• _Exercise requirements_
Rewrite the stretch of the spiritual blog excerpt below that starts with the words "I start the" and finishes with "storms of life.", changing "cookie" to "biscuit".

• _Given passage_
------------------------------------------------

Spirit is not somewhere out in space awaiting us to glow like a lightbulb
Spirit is right here with us on this Earth, witnessing us tripping ourselves and scratching its head as to how long can this possibly go on for...
Isn't it time we just stopped?
No longer give our strength to that which we wish to be free from....

Thursday, November 21, 2013

Project Sagittarius

With the  glorious sun moving into the fire sign of Sagittarius, the seeker of the truth I start a new  project, or rather a new practice.
This glyph of the Archer symbolizes the desire for direction, a higher purpose, and abundance. 
Sagittarius represents  our attempt to free ourselves from man's animal nature.

I start the practice of paying close attention to my actions and identifying what comes from the heart and what comes from the Ego.
And each time I make a note and remind myself how I could have acted or expressed myself differently.
It doesn't have to be drastic, one little thing each day. Could be as simple as smiling at someone who doesn't like me, or yielding the right of way down the train when I am in a rush, not eating the last cookie in the jar, or apologizing first.
Start knowing what comes from the heart and what comes from the mind and making a conscious choice each moment.
This is my practice, this is my prayer.
Feel free to join me and share your experience
It is the small steps that make the journey.

Temple

Habits, rituals, prayers.... we all like to build a safe space somewhere where we can retreat during the storms of life.
Sometimes we forget though, that the safest space is being with ourselves.
The most sacred temple is the body that carries us on this journey, each step is a prayer and the only candle we would ever need is the flame of our own heart.

Friday, September 13, 2013

The Ancient force in us

The old vibrations of struggle no longer bring results, in fact they never did but we were to blind to see. 
The warrior mode is no longer enough. 
The fighter is just one aspect of us and that is no longer enough. 
Dig deeper, look into the deepest, darkest vortex of the soul to find its counterpart- the Priestess, the Goddess, the Magician. 
We all have it, we just put those aspects of us on the side so we can bear the hardship of life.

------------------------------------------------

• _Supplied data_
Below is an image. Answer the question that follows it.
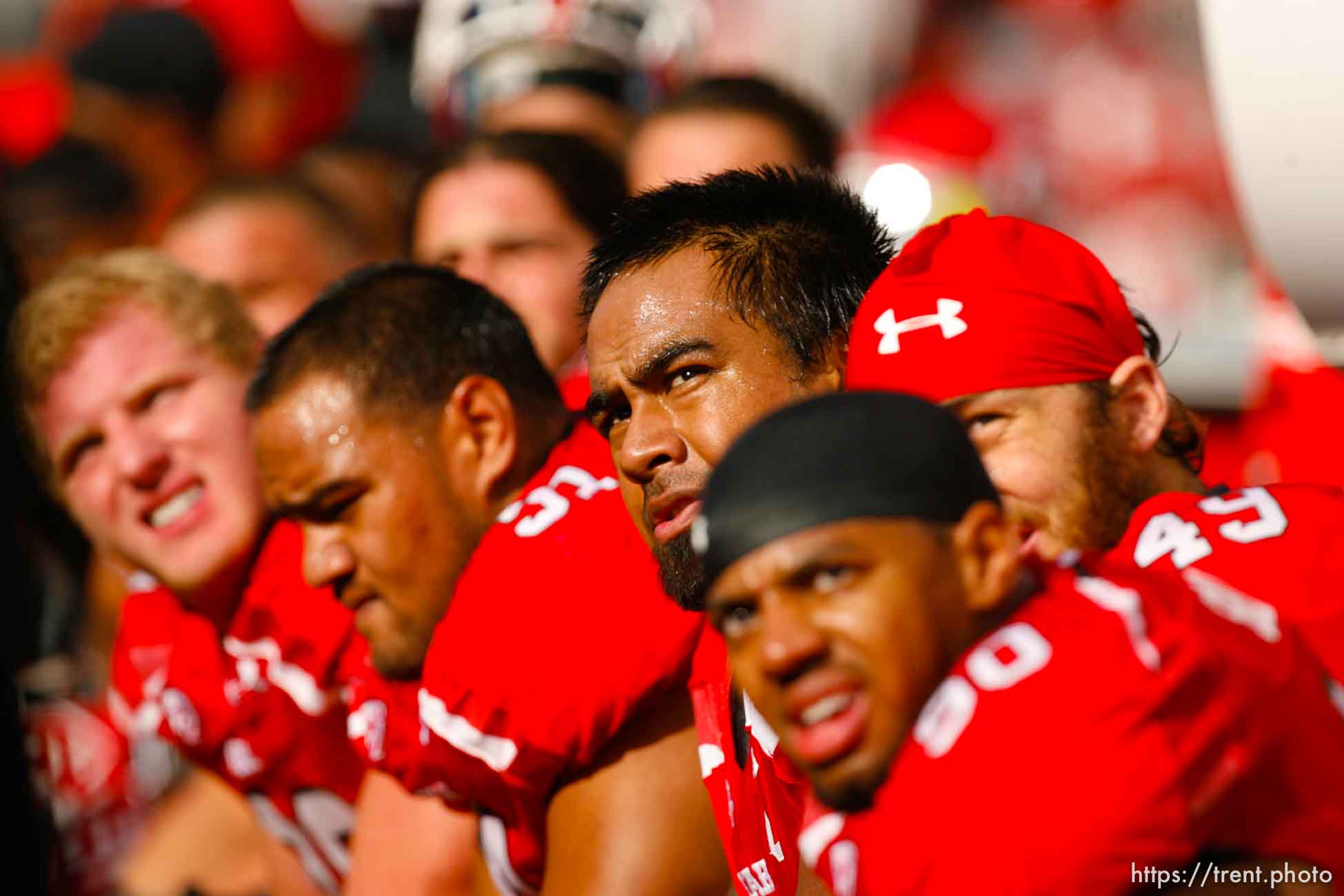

------------------------------------------------

• _Solution for this exercise_
I start the practice of paying close attention to my actions and identifying what comes from the heart and what comes from the Ego.
And each time I make a note and remind myself how I could have acted or expressed myself differently.
It doesn't have to be drastic, one little thing each day. Could be as simple as smiling at someone who doesn't like me, or yielding the right of way down the train when I am in a rush, not eating the last biscuit in the jar, or apologizing first.
Start knowing what comes from the heart and what comes from the mind and making a conscious choice each moment.
This is my practice, this is my prayer.
Feel free to join me and share your experience
It is the small steps that make the journey.

Temple

Habits, rituals, prayers.... we all like to build a safe space somewhere where we can retreat during the storms of life.